**Extracted text:**
▶

Caenolophus was described by William Diller Matthew and Walter W. Granger in 1925. Matthew and Granger described four species of Caenolophus, all recovered from the Late Eocene Shara Murun Formation of Inner Mongolia, China: C. promissus, C. obliquus, C. progressus, and C. minimus. C. promissus was apparently the basis of the diagnosis of the genus, and was named first within the paper itself, but was not explicitly designated as the type species. Matthew and Granger corrected this mistake in 1926, when they formally designated C. promissus as the type species.

Matthew and Granger compared Caenolophus chiefly to the genus Prothyracodon (now considered a synonym of Prohyracodon), finding Caenolophus to be distinguishable by features of the premolars. All four species were based on fragmentary jaw material, and were given only brief descriptions. Later in 1925, Matthew and Granger described a fifth species, C. proficiens, based on a lower jaw from the earlier Irdin Manha Formation, also in Inner Mongolia. Matthew and Granger noted that the teeth of C. proficiens were "hardly distinguishable" from those of C. obliquus. In 1934, Horace Elmer Wood suggested that C. obliquus may be generically distinct from C. promissus, and opinioned that other species may also require separation into distinct genera.

◀

**Assignment:**
Could you pick up the Caenolophus passage after its last sentence and carry it forward?

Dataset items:
▶

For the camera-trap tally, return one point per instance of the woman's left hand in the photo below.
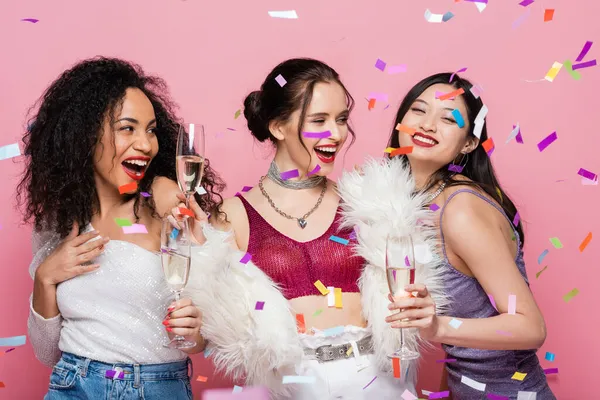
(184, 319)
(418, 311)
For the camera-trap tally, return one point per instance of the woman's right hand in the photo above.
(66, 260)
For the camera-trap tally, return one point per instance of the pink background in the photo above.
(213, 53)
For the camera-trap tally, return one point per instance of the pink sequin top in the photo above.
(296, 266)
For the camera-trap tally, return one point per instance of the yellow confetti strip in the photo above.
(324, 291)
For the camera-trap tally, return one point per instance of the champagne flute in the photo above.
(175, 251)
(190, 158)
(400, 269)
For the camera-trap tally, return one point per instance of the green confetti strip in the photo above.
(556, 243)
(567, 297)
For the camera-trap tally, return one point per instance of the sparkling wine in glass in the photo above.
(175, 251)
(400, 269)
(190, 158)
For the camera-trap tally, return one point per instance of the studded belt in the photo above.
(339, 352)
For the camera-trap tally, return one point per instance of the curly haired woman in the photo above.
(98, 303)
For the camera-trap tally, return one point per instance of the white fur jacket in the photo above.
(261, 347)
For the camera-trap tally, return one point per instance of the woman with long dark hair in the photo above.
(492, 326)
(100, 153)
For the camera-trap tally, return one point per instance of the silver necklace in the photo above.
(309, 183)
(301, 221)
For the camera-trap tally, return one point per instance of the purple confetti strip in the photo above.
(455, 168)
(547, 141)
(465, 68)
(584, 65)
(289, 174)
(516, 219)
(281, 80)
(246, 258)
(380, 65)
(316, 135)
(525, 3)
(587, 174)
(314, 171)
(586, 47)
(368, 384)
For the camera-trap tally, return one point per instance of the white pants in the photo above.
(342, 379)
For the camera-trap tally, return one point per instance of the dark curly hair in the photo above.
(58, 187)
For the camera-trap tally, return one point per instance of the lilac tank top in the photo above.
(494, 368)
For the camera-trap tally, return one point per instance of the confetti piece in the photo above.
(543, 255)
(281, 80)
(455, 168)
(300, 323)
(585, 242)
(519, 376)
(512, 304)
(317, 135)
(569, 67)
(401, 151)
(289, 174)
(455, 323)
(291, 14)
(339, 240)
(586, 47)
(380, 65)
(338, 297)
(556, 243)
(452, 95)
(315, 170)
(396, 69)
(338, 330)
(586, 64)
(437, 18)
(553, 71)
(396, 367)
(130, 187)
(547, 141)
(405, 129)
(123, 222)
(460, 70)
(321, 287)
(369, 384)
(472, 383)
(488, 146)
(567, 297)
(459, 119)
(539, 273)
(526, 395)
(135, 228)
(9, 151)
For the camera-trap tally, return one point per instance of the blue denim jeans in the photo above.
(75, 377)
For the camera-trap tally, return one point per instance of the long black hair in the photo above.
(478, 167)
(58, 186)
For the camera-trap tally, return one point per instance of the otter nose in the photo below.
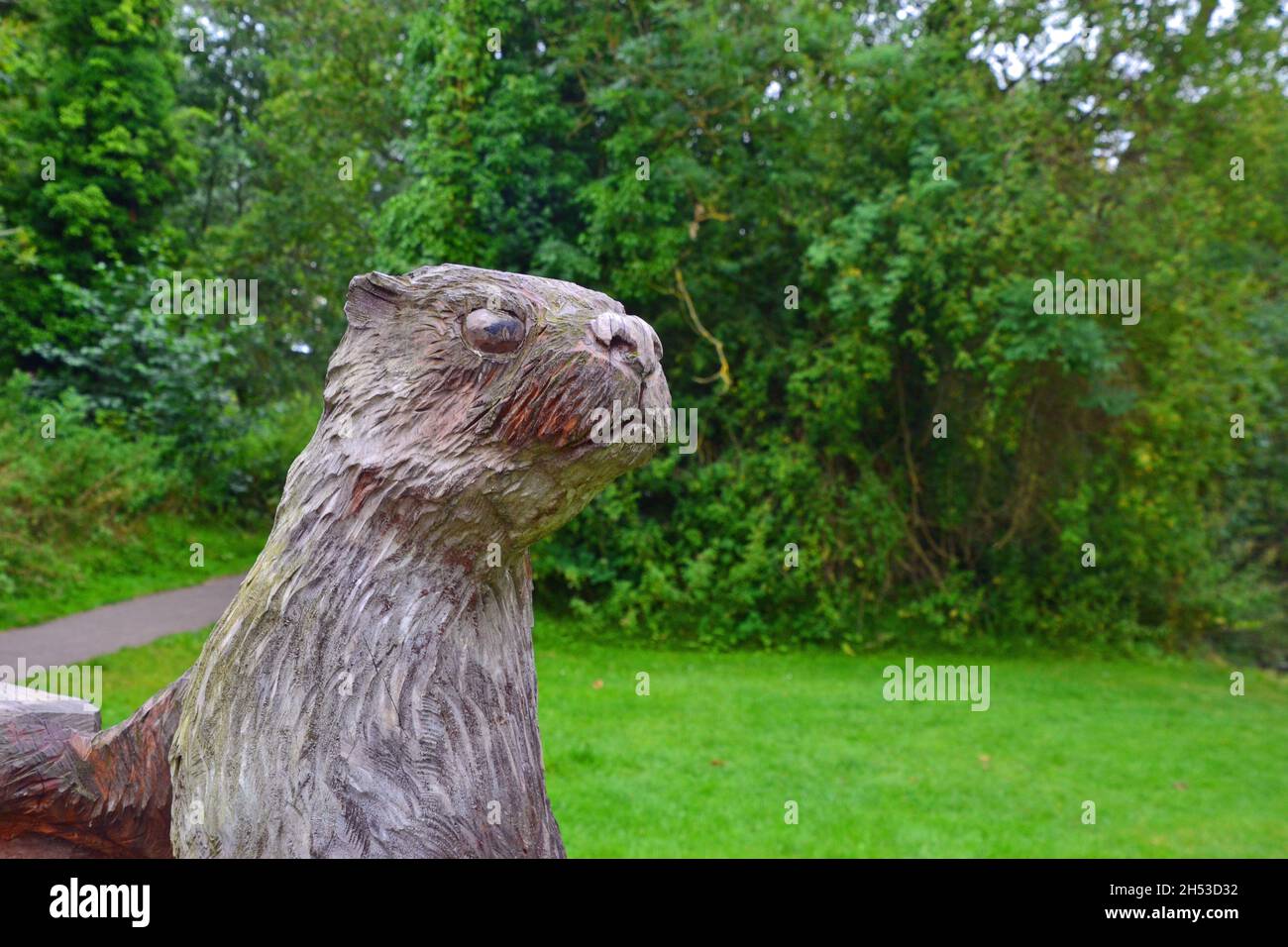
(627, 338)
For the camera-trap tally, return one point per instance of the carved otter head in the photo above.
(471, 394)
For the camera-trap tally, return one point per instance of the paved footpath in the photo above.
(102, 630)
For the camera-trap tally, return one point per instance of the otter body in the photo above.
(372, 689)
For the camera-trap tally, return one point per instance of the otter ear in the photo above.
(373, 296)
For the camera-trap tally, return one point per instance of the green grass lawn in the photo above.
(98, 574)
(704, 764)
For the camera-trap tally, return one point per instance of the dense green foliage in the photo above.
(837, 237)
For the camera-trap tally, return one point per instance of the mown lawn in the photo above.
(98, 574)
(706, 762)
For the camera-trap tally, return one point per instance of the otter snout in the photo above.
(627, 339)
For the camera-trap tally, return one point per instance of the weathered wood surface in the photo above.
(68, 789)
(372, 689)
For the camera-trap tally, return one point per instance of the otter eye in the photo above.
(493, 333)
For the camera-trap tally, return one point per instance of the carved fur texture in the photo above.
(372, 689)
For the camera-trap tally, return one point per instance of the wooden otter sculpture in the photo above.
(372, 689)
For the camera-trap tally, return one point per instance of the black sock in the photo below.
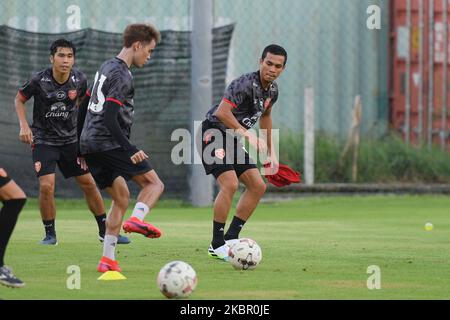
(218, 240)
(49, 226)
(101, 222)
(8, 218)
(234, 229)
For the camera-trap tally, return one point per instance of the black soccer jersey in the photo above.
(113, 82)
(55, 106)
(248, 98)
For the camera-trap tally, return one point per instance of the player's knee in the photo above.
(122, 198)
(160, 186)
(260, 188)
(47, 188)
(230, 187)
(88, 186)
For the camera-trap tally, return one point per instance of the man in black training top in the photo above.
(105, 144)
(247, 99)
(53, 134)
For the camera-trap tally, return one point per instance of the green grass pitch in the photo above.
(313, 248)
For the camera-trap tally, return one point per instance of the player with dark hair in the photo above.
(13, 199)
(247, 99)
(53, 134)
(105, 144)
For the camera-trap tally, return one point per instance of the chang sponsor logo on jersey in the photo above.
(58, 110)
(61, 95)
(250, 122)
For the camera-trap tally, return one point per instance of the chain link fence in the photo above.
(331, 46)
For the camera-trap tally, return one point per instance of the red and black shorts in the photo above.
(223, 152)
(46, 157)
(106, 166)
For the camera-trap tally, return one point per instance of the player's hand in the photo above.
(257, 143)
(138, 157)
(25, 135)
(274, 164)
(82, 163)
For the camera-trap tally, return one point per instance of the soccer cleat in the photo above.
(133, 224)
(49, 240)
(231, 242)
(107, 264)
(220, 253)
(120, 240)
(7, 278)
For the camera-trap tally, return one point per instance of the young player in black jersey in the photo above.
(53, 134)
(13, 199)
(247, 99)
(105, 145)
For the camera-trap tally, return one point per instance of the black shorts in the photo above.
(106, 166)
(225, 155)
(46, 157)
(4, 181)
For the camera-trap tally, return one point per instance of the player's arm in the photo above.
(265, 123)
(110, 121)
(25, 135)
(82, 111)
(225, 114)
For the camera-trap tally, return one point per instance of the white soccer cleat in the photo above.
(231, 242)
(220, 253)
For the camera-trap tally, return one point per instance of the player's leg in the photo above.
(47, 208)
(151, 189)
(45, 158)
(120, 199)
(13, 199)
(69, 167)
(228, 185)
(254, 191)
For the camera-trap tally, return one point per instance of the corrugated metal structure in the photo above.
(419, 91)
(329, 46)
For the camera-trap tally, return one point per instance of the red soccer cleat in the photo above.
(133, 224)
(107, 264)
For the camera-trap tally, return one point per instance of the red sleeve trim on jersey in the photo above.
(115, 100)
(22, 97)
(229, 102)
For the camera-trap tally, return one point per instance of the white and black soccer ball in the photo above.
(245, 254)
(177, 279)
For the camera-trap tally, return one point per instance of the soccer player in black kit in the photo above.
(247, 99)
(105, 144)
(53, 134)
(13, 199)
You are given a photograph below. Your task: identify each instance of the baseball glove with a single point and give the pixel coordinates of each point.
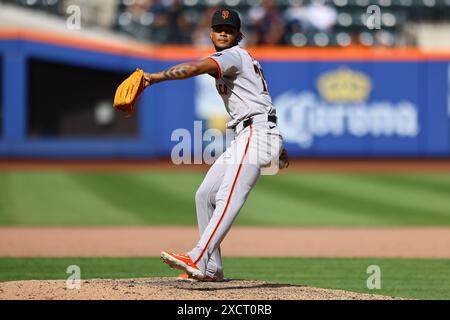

◀

**Result of this task:**
In 1939, Fuyuji Takai described the new Late Eocene species of Caenolophus makii from Hwanghae Province in Korea (present-day North Hwanghae Province, North Korea), based on fossil teeth. The identification of these teeth have since been doubted, and they are probably indistinguishable from teeth referred by Takai to the separate species Rhinoceros (Aceratherium?) makii. In 1957, Zhou Mingzhen described the new species Caenolophus medius, based on a partial maxilla from the Late Eocene of Lunan, Yunnan. Zhou compared C. medius to C. obliquus, and distinguished the two mainly by the slightly smaller size of C. medius. In 1989, Shi Ronglin named two new species of Caenolophus, Caenolophus suprametalophus and Caenolophus magnus, based on fragmentary jaws from the Late Eocene of Huangzhuang, Qufu, Shandong.

In 1965, Leonard Radinsky transferred C. minimus to the genus Rhodopagus. In 1967, Radinsky further concluded that C. progressus and C. proficiens were not congeneric with C. promissus, and referred both to the genus Triplopus. In 1991, Demberelyin Dashzeveg misinterpreted Radinsky's conclusions as proposing that the entire genus Caenolophus was a synonym of Triplopus; Radinsky maintained C. promissus and C. obliquus in Caenolophus, which he classified as an amynodont.

== Description ==
Caenolophus was a relatively small rhinocerotoid. The largest species was C. magnus, with an estimated body mass of 156 kg, followed closely by C. obliquus at 141 kg, and C. suprametalophus at 127 kg.

The teeth of Caenolophus were recognizably rhinocerotoid, though relatively primitive. The third upper molar had a quadratic outline, a characteristic feature of amynodonts, not seen in any other rhinocerotoid group.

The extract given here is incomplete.